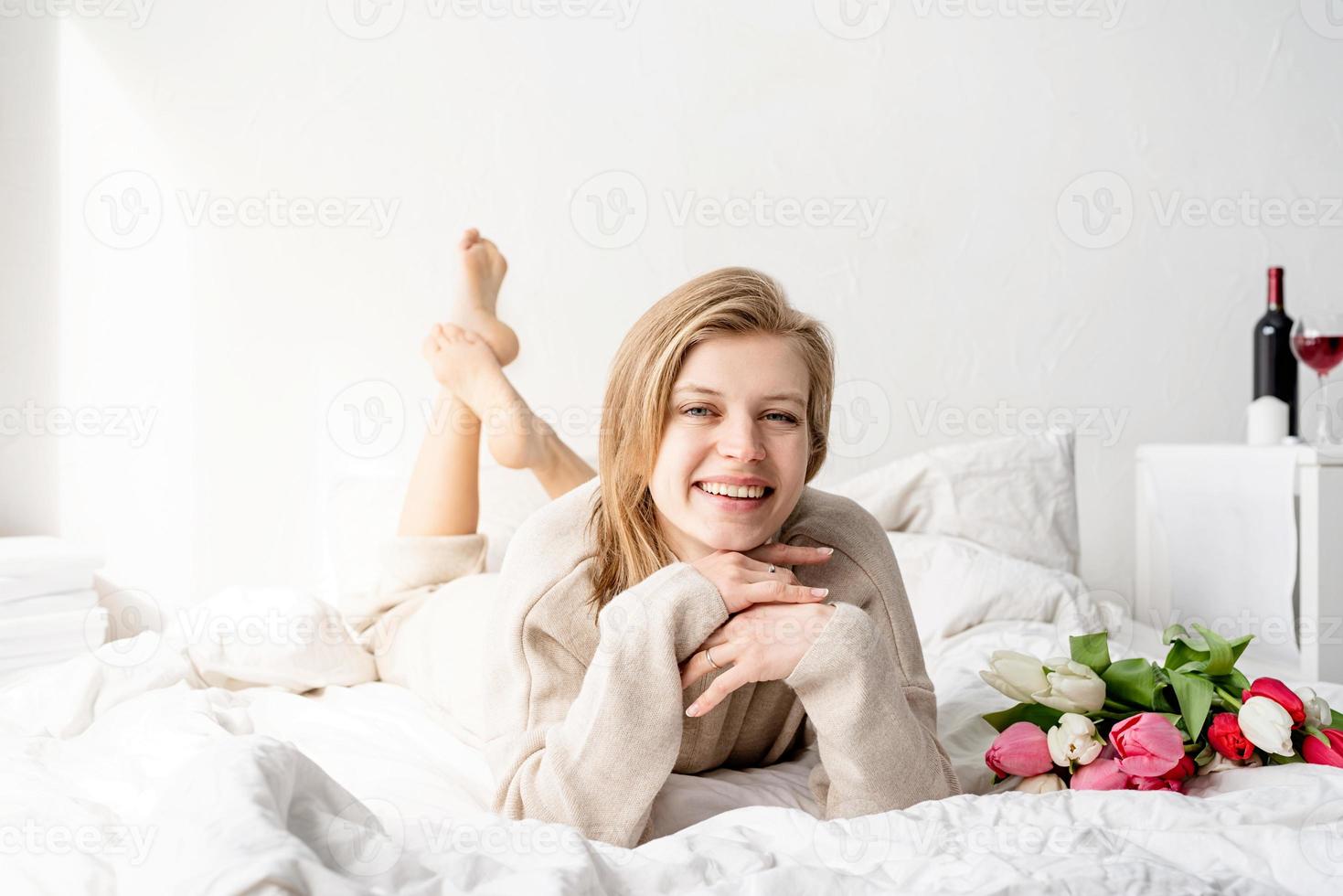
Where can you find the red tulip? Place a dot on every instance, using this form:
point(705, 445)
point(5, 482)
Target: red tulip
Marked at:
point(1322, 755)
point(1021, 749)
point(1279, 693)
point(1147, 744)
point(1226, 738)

--

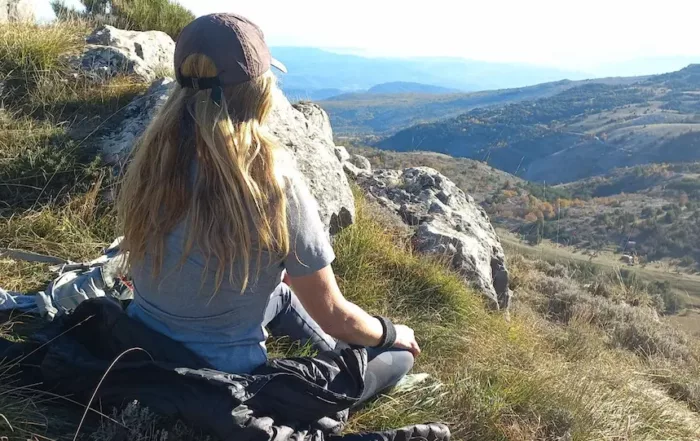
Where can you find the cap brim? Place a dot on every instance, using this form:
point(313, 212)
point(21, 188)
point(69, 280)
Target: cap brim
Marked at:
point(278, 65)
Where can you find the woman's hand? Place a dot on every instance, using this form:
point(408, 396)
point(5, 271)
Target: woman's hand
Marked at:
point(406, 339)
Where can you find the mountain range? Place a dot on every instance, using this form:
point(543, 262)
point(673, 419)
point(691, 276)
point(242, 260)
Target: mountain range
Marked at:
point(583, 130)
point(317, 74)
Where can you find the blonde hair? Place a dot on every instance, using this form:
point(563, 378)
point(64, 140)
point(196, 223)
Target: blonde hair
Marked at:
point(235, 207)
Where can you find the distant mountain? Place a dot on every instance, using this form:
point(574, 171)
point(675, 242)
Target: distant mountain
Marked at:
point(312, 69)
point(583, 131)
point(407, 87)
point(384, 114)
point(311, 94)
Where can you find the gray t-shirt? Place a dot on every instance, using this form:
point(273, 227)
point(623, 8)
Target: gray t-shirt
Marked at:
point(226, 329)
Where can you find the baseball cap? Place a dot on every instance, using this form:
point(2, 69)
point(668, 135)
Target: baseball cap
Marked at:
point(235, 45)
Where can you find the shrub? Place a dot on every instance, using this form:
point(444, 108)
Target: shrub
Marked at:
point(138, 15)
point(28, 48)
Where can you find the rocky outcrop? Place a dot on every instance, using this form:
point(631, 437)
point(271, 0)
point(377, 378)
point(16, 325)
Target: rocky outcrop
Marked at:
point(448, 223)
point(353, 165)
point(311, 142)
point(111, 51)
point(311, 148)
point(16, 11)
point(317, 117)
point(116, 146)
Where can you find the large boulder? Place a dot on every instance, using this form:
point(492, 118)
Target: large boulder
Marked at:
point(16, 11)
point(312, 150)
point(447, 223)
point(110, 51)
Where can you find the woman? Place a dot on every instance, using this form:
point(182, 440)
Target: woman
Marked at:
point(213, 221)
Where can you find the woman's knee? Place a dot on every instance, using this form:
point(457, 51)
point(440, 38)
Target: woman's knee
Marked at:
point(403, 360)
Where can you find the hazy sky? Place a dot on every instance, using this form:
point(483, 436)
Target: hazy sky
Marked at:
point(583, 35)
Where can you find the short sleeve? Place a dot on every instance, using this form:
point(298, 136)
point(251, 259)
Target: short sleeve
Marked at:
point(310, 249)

→ Work to be completed
Every line above that contains the word "shrub" should be reported.

→ Answer below
Where can you find the shrub? Place a dot on every instance, using this form:
Target: shrub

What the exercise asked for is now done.